- Task statement -
From the first line onward, reproduce the records exactly; the final line to include is the one holding "target: **flower bed**".

◆ ◆ ◆ ◆ ◆

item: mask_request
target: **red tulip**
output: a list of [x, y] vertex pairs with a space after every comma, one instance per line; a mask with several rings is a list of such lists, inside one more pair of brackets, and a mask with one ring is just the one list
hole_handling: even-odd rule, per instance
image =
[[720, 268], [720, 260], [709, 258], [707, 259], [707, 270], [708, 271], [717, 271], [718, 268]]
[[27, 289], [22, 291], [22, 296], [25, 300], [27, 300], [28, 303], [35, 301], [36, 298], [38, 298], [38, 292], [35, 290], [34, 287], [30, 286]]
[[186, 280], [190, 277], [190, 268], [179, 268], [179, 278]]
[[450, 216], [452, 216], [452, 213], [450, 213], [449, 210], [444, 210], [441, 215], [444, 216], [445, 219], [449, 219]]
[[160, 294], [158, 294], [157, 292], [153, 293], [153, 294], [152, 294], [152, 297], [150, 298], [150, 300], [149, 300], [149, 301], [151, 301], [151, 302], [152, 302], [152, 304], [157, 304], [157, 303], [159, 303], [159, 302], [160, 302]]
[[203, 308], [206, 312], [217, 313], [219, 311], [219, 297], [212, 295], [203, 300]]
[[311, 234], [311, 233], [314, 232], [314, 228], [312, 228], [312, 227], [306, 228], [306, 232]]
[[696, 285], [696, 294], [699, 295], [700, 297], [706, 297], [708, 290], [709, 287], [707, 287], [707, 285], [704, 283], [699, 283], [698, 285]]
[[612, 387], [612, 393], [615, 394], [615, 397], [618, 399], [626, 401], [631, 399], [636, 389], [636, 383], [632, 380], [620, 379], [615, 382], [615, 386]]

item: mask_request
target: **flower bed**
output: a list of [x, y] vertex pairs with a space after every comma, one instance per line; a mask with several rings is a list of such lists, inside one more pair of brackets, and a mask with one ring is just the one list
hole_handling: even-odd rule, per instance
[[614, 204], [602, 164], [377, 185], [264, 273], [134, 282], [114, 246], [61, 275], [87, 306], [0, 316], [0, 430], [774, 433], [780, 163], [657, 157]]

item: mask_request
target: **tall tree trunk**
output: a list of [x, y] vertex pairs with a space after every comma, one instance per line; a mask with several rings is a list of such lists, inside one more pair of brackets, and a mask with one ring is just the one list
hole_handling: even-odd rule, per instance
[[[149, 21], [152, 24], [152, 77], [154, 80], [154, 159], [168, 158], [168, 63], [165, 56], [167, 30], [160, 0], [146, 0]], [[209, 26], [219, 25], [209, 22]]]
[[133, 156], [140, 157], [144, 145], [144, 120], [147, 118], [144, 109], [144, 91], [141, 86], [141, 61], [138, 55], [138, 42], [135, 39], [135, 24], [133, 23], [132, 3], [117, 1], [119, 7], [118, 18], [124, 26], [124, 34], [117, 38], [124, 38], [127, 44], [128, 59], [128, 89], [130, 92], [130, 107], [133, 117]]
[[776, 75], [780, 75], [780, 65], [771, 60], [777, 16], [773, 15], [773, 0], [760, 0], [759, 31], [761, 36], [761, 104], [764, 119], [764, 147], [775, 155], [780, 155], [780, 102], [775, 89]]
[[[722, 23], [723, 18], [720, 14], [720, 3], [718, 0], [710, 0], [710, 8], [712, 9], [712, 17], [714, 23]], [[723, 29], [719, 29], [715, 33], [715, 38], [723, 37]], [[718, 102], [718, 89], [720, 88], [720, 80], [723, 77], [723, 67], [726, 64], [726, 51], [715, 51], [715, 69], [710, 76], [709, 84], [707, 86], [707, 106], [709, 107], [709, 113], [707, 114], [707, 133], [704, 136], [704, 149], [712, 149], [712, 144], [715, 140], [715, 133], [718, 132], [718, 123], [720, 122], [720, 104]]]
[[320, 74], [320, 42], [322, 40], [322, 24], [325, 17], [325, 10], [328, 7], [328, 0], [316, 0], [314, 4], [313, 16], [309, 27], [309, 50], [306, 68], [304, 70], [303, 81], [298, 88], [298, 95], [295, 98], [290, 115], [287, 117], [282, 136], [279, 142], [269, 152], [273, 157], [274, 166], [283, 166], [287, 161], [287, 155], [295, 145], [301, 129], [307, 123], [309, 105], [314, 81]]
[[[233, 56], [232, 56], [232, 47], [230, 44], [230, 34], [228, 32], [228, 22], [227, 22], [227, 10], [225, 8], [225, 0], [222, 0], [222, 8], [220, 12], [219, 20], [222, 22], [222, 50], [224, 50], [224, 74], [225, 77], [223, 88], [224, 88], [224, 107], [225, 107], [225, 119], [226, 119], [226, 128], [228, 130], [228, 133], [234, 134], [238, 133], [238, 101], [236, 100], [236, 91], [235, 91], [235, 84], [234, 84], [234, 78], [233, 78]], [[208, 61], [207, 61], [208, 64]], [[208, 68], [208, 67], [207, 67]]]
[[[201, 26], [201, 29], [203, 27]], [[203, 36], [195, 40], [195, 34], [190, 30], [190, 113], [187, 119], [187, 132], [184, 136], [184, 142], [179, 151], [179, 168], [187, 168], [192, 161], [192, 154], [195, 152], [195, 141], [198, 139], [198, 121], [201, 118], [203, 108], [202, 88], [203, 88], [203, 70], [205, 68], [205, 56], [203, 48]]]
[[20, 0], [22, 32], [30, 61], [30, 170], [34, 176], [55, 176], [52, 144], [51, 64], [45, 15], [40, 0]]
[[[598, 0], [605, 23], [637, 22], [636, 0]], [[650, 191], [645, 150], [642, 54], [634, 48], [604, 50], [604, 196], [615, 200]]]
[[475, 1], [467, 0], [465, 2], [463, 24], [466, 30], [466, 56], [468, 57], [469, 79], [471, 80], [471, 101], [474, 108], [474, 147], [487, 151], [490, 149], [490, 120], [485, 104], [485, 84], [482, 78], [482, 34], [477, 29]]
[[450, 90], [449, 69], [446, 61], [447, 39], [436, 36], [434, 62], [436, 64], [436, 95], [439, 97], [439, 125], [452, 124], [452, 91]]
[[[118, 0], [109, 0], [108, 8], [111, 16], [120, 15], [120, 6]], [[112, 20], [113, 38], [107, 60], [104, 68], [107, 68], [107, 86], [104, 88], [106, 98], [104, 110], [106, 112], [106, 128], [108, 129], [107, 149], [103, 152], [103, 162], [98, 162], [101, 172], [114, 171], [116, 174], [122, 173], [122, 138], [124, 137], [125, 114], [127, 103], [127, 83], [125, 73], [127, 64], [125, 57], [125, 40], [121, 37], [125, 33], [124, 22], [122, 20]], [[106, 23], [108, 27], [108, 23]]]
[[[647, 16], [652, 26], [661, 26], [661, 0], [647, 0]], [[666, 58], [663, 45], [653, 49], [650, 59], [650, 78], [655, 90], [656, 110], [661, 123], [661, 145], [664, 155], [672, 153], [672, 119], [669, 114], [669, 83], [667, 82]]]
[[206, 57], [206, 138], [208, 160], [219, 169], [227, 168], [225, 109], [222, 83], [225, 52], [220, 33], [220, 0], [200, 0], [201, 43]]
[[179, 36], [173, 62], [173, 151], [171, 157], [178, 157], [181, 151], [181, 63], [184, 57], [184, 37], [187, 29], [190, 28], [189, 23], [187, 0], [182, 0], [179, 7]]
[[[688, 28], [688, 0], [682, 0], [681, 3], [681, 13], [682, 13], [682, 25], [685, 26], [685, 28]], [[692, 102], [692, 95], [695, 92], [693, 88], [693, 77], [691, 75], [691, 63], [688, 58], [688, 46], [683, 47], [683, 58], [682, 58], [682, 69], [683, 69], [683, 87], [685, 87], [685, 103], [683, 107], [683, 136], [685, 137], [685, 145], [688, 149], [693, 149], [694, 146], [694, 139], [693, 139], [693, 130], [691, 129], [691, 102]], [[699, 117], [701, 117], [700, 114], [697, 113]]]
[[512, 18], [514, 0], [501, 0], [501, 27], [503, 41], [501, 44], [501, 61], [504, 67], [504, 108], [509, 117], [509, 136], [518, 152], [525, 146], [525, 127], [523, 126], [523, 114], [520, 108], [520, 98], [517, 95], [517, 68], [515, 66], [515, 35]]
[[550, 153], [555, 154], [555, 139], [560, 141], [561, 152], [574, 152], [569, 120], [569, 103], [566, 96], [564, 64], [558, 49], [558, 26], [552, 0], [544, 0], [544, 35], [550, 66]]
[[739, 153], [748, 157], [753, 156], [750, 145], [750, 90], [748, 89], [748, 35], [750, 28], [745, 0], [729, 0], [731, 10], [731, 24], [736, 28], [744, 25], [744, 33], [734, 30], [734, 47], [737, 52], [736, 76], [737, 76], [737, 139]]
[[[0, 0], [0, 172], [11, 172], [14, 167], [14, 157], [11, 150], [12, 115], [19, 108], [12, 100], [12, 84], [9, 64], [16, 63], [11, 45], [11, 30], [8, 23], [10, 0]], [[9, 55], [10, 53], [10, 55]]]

◆ ◆ ◆ ◆ ◆

- Solved exercise -
item: mask_request
target: **red tulip**
output: a list of [x, y] vertex pairs with a space after every comma, one instance per line; a mask with several rings is a list of such lists, inside one more pair of brackets, and a mask with one ring is just the one list
hole_handling: even-odd rule, per instance
image =
[[720, 268], [720, 260], [709, 258], [707, 259], [707, 270], [708, 271], [717, 271], [718, 268]]
[[27, 289], [22, 291], [22, 296], [25, 300], [27, 300], [28, 303], [35, 301], [36, 298], [38, 298], [38, 292], [35, 290], [34, 287], [30, 286]]
[[186, 280], [190, 277], [190, 268], [179, 268], [179, 278]]
[[450, 216], [452, 216], [452, 213], [450, 213], [449, 210], [444, 210], [441, 215], [444, 216], [445, 219], [449, 219]]
[[160, 294], [158, 294], [157, 292], [153, 293], [153, 294], [152, 294], [152, 297], [150, 298], [150, 300], [149, 300], [149, 301], [151, 301], [151, 302], [152, 302], [152, 304], [157, 304], [157, 303], [159, 303], [159, 302], [160, 302]]
[[203, 308], [206, 312], [217, 313], [219, 311], [219, 297], [212, 295], [203, 300]]
[[311, 234], [311, 233], [314, 232], [314, 228], [312, 228], [312, 227], [306, 228], [306, 232]]
[[696, 285], [696, 294], [699, 295], [700, 297], [706, 297], [708, 290], [709, 287], [707, 287], [707, 285], [704, 283], [699, 283], [698, 285]]
[[612, 387], [612, 393], [615, 394], [615, 397], [618, 399], [626, 401], [631, 399], [636, 389], [636, 383], [632, 380], [620, 379], [615, 382], [615, 386]]

item: mask_request
target: **flower bed**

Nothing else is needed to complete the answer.